» Metin Bölümü:
%%

Kılavuz 2004

Gökhan Erkılıç

 

Topu topu 6400 kadar kişinin kendi arasındaki itişme, kakışma, hesaplaşma, öpüşme, restleşme, yağlama, haddini bildirme ve sataşmaların şimdilik 75 fasikülden oluşan öyküsü olduğu halde, nedense bütün dünyanın kendine dert edinip tv ekranlarına gömüldüğü, aslında olan bitene kıyısından köşesinden de olsa ortak edilmediği seyircisinin kimisine karalar bağlatan, kimisine de naralar attıran Akademi ödülleri, bilinen adıyla Oscar ödülleri, neresinden bakarsınız bakın trajikomik bir geçmişe sahip.

%%

» Sorular ve Görevler:
[a] Oscar ödülleri hakkındaki metinde "Topu topu 6400" ile başlayıp "bir geçmişe sahip." ile biten kısmı harfi harfine yazıya geçirin.
[b] Oscar ödülleri hakkındaki metin, bu ödüllere yönelik ilginin tuhaflığını hangi karşıtlığa dayandırıyor? Lütfen bir ile üç cümle arasında açıklayın.
[c] Oscar ödülleri hakkındaki metne göre aşağıdaki soruları yanıtlayın.
(i) Öyküsü anlatılan itişme ve hesaplaşmalar kaç kişi kadar arasında geçiyor?
(ii) Bu öykü şimdilik kaç fasikülden oluşuyor?
(iii) Akademi ödüllerinin bilinen adı nedir?

» Verilen Bilgiler:

%%

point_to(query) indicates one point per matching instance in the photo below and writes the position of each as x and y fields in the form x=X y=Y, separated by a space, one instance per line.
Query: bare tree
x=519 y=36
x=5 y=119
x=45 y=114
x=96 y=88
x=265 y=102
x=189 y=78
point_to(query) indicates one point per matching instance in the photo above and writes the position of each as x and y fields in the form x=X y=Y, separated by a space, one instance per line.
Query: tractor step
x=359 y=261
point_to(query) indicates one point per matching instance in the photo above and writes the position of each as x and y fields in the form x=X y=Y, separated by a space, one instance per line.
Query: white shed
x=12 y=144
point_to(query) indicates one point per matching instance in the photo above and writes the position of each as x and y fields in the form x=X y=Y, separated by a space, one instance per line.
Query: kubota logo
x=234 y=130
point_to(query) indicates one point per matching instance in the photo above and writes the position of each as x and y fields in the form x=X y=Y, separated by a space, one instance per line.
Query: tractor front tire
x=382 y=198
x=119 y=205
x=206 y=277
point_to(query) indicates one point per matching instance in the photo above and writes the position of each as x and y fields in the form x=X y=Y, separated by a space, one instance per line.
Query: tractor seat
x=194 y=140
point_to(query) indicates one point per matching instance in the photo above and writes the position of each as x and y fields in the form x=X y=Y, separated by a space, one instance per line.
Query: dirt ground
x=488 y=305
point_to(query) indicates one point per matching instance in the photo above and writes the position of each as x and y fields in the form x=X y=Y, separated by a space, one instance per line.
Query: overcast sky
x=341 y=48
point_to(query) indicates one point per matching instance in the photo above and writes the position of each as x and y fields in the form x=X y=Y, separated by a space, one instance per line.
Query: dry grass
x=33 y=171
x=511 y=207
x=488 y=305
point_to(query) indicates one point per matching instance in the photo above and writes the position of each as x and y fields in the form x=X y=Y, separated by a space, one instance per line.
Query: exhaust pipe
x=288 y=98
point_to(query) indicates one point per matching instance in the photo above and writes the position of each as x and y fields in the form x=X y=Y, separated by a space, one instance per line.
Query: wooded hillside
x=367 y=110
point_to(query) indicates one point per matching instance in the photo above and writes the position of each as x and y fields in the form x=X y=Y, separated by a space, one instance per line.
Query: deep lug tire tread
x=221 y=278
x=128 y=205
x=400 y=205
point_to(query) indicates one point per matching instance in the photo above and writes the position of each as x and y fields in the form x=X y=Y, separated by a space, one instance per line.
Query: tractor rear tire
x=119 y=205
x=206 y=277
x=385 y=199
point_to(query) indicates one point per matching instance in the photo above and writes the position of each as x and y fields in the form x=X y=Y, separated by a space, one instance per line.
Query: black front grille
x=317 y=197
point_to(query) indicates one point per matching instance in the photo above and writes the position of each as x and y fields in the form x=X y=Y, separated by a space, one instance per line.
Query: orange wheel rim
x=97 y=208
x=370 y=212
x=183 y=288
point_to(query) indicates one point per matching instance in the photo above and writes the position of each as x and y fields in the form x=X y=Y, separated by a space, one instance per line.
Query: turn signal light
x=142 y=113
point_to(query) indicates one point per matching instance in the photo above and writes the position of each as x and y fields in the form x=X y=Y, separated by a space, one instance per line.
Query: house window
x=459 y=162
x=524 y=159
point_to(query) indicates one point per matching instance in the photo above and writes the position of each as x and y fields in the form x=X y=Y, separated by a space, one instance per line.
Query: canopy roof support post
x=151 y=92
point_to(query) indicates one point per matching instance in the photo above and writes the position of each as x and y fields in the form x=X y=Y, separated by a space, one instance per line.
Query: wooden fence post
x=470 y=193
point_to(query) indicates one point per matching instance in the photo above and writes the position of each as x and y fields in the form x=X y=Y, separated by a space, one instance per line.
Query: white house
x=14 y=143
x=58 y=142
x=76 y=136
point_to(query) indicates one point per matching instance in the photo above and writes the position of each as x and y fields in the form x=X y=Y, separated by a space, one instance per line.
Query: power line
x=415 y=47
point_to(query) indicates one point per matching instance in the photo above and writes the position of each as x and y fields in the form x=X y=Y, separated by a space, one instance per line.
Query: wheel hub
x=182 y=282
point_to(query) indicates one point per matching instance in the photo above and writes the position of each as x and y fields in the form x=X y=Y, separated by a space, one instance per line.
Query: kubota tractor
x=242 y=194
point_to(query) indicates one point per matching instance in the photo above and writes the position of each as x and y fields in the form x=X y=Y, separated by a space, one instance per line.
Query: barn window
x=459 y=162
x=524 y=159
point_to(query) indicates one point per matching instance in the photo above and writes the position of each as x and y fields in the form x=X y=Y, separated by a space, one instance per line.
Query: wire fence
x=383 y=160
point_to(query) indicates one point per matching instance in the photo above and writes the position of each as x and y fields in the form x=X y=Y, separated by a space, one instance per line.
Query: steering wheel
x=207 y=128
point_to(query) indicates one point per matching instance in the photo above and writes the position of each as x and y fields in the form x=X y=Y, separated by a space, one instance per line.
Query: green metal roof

%%

» Ayrıntılı Çözümler:
[a]
Topu topu 6400 kadar kişinin kendi arasındaki itişme, kakışma, hesaplaşma, öpüşme, restleşme, yağlama, haddini bildirme ve sataşmaların şimdilik 75 fasikülden oluşan öyküsü olduğu halde, nedense bütün dünyanın kendine dert edinip tv ekranlarına gömüldüğü, aslında olan bitene kıyısından köşesinden de olsa ortak edilmediği seyircisinin kimisine karalar bağlatan, kimisine de naralar attıran Akademi ödülleri, bilinen adıyla Oscar ödülleri, neresinden bakarsınız bakın trajikomik bir geçmişe sahip.

[b] Metne göre Oscar ödülleri, topu topu 6400 kadar kişinin kendi arasındaki itişme, kakışma ve hesaplaşmaların öyküsüdür. Buna rağmen bütün dünya bunu kendine dert edinip televizyon ekranlarına gömülür. Üstelik olan bitene ortak edilmeyen seyircinin kimisi karalar bağlar, kimisi naralar atar.

[c]
(i) Topu topu 6400 kadar kişi.
(ii) 75 fasikül.
(iii) Oscar ödülleri.